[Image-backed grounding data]
----------

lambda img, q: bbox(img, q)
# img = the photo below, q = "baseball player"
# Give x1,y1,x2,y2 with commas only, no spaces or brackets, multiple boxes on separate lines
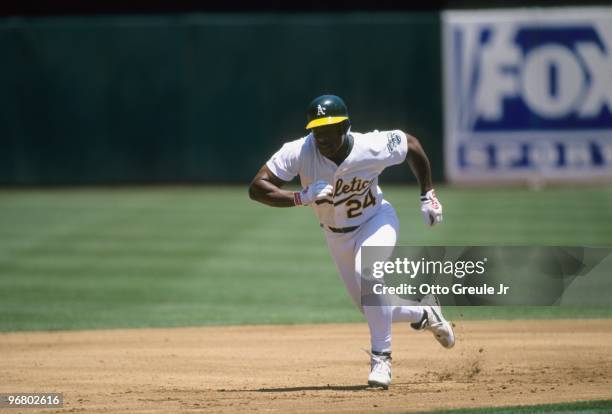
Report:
248,95,455,389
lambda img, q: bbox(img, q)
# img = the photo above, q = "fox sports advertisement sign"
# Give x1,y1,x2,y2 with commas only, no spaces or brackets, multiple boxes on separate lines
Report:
443,8,612,184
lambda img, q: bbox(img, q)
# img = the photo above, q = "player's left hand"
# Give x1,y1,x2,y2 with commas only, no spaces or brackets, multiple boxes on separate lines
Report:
420,189,443,226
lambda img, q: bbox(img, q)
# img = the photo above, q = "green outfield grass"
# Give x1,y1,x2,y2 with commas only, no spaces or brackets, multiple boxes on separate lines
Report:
420,399,612,414
1,185,611,331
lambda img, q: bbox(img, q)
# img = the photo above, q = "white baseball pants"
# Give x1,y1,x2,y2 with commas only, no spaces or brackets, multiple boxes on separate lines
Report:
324,200,423,353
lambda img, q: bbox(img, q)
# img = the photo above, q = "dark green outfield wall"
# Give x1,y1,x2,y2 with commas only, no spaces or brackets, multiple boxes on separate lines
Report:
0,13,442,184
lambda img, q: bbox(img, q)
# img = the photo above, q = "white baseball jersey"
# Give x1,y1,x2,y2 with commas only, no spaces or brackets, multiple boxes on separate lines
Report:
266,130,408,228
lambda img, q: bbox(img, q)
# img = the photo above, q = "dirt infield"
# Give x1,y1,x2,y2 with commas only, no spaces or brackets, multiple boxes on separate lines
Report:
1,320,611,413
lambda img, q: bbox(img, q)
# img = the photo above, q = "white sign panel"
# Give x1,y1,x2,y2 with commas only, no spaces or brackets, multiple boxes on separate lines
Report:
443,8,612,184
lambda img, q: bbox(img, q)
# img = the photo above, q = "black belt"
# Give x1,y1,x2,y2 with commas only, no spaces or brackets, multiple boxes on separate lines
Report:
323,225,359,233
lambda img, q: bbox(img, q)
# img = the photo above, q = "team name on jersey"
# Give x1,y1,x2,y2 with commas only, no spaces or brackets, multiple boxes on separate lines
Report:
334,177,375,198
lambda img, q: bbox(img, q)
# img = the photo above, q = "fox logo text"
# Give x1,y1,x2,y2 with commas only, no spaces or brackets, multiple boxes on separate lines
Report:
443,9,612,183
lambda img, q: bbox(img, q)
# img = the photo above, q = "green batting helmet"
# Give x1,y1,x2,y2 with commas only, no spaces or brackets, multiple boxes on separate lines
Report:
305,95,349,129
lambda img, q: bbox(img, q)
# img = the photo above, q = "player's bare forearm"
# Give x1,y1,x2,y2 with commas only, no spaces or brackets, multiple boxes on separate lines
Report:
406,134,434,195
248,165,296,207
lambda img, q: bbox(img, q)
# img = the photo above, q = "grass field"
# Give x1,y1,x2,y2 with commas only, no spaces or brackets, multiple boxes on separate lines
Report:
424,399,612,414
1,185,612,331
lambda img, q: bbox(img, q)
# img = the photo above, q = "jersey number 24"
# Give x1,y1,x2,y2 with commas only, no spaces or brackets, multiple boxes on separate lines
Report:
346,189,376,218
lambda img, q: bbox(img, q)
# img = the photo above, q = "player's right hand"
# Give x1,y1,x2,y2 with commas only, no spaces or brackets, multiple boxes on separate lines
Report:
294,180,333,206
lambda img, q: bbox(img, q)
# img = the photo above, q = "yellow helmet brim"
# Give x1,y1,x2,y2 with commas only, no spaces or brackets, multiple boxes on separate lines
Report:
306,116,349,129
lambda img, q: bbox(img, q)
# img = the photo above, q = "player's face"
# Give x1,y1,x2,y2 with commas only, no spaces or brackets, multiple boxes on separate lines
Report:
312,123,346,158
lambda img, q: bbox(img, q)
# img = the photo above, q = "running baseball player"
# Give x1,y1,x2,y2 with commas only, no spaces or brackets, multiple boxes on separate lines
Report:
248,95,455,389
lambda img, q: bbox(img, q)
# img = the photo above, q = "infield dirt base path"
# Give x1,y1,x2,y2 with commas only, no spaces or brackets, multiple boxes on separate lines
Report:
1,320,612,413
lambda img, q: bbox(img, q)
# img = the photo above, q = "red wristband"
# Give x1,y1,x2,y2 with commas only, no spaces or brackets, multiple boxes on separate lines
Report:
293,191,302,206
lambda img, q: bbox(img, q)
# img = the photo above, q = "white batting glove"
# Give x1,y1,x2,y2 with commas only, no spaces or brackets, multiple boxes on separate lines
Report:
420,189,443,226
294,180,333,206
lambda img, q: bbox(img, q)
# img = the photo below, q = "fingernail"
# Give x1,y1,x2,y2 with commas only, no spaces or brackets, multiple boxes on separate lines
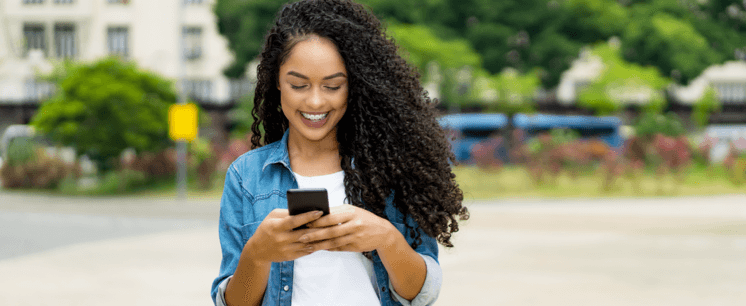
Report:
313,211,323,217
299,236,308,243
305,246,314,252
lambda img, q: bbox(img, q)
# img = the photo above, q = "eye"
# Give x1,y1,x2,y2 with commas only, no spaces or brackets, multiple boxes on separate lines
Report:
326,86,341,91
290,84,307,90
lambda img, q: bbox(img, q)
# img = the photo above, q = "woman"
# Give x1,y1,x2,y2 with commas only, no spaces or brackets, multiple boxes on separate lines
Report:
211,0,468,305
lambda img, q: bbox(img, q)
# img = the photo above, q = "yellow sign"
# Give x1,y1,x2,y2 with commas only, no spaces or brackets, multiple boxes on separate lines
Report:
169,103,198,141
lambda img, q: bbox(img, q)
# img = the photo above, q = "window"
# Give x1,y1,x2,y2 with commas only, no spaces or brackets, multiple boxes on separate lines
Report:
107,0,129,4
23,0,44,4
184,0,203,4
54,0,74,4
54,24,76,59
183,79,212,101
182,27,202,60
23,24,46,56
25,79,56,102
107,27,129,57
714,82,746,104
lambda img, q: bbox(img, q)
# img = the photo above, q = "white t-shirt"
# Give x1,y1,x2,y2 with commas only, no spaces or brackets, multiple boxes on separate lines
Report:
291,171,380,306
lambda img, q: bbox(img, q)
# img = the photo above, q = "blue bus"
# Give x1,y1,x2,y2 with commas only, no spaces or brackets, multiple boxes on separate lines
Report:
438,113,509,162
438,113,623,163
512,113,623,149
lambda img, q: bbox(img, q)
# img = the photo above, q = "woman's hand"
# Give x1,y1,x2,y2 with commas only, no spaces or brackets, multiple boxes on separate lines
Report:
299,204,397,252
244,209,325,264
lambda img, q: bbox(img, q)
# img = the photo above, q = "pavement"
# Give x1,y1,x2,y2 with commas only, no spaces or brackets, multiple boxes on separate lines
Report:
0,191,745,305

----------

* _INSTRUCTIONS FOR THE TASK_
Whenever the string "batting" shows up in a line above, copy that line.

* _ANSWER BELOW_
# img = the photo above, q = "green batting helmet"
# img = the photo above, q = "white batting glove"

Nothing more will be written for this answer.